**Task**
Which lines below hold the word "wide"? Report each one.
(Beginning of Exercise data)
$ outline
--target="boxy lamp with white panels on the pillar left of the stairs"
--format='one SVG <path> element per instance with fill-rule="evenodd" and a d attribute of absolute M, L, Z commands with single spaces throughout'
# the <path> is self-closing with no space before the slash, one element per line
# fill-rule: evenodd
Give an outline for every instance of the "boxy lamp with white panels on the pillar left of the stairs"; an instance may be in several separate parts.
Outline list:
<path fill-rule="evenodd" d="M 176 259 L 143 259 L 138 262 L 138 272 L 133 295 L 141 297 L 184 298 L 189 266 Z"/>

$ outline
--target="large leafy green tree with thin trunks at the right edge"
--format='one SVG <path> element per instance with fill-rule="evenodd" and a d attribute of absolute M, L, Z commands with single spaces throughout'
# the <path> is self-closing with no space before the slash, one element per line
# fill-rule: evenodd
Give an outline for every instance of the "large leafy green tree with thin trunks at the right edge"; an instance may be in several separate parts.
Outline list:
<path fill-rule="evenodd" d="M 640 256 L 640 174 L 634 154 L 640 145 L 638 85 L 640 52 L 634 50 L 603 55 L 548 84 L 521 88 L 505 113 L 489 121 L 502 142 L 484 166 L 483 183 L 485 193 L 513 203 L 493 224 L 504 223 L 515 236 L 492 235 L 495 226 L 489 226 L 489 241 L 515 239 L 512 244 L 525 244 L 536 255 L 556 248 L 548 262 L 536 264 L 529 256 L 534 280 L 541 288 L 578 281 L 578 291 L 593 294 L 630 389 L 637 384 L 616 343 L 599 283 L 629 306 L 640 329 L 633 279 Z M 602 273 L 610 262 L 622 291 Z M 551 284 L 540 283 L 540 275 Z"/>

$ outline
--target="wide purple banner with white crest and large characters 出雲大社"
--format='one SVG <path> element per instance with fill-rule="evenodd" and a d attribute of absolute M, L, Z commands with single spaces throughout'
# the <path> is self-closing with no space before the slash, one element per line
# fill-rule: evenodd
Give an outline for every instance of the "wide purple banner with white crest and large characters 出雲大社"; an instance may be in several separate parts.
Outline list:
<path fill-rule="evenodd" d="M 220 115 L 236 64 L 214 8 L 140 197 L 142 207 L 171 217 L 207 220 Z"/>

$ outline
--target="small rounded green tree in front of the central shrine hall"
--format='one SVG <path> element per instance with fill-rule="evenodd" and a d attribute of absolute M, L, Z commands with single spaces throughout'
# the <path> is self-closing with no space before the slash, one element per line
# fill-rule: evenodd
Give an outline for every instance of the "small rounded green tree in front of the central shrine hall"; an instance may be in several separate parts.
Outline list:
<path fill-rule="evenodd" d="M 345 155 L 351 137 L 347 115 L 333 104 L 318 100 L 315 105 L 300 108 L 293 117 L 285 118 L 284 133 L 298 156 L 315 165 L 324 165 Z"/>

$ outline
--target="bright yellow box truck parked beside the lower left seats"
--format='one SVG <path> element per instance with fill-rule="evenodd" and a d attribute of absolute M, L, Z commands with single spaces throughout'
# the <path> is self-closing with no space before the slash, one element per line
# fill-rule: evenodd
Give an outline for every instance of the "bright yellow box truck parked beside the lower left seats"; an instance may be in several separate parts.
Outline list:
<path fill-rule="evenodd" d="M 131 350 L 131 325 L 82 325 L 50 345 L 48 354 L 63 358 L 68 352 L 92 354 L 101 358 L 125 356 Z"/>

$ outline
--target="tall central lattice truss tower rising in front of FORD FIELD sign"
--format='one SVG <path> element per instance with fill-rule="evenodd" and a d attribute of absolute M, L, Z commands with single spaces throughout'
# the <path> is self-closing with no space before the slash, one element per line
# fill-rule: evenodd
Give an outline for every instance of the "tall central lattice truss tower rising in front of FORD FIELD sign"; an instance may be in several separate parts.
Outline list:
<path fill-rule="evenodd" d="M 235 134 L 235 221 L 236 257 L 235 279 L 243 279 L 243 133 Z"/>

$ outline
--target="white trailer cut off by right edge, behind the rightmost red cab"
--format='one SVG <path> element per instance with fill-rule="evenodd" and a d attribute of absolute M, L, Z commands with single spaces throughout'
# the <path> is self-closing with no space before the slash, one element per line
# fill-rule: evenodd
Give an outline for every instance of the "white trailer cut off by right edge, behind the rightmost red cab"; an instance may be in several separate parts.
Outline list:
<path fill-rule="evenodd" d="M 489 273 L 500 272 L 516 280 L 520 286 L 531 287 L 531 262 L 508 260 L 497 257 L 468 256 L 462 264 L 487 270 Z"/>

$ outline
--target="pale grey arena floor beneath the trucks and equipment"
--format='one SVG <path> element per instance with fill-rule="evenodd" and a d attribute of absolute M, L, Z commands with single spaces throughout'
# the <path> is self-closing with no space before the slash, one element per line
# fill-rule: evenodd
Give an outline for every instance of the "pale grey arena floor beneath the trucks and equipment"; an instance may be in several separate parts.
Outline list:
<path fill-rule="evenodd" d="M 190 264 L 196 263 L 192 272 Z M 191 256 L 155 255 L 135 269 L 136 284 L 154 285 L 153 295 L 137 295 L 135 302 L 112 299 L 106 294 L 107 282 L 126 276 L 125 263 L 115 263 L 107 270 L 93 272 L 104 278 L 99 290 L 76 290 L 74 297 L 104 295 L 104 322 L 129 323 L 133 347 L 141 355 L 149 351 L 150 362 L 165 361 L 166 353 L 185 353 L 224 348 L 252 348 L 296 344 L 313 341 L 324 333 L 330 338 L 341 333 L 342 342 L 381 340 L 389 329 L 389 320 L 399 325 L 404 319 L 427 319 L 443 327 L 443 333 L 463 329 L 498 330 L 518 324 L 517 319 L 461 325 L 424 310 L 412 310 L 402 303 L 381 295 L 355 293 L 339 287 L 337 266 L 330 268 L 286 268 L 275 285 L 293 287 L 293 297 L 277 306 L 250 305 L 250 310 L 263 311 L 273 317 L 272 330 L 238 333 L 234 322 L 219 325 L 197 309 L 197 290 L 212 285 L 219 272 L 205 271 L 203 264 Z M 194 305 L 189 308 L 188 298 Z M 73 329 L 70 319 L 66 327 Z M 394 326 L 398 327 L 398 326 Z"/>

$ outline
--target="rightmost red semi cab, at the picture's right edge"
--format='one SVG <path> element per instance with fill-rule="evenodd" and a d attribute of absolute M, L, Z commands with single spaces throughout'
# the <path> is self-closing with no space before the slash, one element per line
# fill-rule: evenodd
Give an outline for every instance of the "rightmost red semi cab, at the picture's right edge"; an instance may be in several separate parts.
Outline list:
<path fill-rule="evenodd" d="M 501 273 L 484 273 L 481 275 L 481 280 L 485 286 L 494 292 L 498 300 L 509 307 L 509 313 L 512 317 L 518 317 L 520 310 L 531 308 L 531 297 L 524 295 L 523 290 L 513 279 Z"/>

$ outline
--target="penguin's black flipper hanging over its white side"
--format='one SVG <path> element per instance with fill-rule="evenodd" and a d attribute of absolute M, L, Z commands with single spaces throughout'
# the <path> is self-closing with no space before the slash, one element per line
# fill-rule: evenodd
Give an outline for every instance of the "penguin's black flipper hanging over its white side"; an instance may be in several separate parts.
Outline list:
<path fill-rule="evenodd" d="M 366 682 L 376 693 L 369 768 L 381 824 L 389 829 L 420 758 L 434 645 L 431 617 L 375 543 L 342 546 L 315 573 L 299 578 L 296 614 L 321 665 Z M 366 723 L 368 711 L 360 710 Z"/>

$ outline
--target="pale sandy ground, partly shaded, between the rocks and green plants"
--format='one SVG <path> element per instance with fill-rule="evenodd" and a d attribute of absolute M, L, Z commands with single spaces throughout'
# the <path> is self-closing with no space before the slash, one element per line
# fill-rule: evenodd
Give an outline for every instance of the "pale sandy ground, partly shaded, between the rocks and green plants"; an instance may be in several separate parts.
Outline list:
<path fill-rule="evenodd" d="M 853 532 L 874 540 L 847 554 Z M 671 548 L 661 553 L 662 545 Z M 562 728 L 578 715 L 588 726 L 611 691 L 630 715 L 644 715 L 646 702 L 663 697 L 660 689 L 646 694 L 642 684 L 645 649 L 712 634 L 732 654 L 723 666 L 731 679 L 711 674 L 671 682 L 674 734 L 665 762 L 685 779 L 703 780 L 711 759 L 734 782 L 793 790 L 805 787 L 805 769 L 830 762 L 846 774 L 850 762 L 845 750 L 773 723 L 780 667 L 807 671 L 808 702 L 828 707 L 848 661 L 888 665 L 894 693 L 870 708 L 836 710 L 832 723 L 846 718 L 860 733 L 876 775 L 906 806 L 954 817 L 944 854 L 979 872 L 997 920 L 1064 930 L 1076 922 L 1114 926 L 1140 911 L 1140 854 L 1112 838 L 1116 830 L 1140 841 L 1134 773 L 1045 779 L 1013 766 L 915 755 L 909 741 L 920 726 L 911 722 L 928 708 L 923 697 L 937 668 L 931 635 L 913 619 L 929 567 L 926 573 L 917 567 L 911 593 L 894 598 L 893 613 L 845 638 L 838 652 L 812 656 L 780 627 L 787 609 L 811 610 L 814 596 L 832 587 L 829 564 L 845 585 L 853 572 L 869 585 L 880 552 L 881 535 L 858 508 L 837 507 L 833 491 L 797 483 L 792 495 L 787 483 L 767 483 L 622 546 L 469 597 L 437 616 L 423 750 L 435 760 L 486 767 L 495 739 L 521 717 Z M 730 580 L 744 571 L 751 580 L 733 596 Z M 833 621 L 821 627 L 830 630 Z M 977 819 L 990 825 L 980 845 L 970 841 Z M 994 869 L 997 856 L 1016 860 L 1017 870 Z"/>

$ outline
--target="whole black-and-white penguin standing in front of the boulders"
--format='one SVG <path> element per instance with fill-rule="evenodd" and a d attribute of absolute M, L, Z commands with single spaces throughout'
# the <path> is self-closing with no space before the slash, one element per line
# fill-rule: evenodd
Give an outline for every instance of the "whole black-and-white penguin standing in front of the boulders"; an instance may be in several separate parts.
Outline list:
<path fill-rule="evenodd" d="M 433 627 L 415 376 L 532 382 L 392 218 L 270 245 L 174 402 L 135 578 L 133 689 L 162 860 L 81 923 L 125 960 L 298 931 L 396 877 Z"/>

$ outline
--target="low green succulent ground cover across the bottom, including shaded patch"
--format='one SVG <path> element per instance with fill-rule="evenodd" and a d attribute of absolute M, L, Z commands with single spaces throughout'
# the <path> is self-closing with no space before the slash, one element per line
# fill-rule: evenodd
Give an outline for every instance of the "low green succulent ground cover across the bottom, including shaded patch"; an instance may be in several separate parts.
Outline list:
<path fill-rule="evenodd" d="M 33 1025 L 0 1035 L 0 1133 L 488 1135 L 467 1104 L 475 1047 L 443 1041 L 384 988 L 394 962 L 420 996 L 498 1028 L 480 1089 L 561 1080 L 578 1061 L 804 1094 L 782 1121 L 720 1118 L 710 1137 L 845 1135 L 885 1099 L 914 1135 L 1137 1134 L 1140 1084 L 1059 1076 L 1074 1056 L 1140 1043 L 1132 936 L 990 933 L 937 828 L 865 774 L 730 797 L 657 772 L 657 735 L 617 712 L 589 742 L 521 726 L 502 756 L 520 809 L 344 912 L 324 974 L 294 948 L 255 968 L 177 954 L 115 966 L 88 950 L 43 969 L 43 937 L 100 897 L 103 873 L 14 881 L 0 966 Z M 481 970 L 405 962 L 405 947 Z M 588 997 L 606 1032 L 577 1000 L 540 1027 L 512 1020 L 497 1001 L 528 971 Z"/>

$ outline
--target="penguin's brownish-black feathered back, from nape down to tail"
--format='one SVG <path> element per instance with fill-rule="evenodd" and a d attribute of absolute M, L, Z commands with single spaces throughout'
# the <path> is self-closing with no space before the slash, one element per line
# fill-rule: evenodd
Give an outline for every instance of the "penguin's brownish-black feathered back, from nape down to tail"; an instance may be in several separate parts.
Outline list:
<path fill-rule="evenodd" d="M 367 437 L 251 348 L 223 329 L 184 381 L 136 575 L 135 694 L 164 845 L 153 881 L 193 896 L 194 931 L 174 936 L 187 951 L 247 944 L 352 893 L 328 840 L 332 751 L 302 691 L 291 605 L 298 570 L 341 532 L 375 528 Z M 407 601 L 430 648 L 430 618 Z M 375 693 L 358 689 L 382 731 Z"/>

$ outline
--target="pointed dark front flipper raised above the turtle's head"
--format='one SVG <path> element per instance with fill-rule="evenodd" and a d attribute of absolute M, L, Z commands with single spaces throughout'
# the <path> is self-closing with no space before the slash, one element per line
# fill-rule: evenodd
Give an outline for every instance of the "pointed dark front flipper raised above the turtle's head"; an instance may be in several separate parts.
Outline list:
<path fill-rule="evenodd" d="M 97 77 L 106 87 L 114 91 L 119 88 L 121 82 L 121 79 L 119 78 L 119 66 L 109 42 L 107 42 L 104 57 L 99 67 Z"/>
(End of Exercise data)
**Task output**
--target="wide purple banner with white crest and large characters 出雲大社"
Give an outline for every instance of the "wide purple banner with white crest and large characters 出雲大社"; an instance may be in several separate parts.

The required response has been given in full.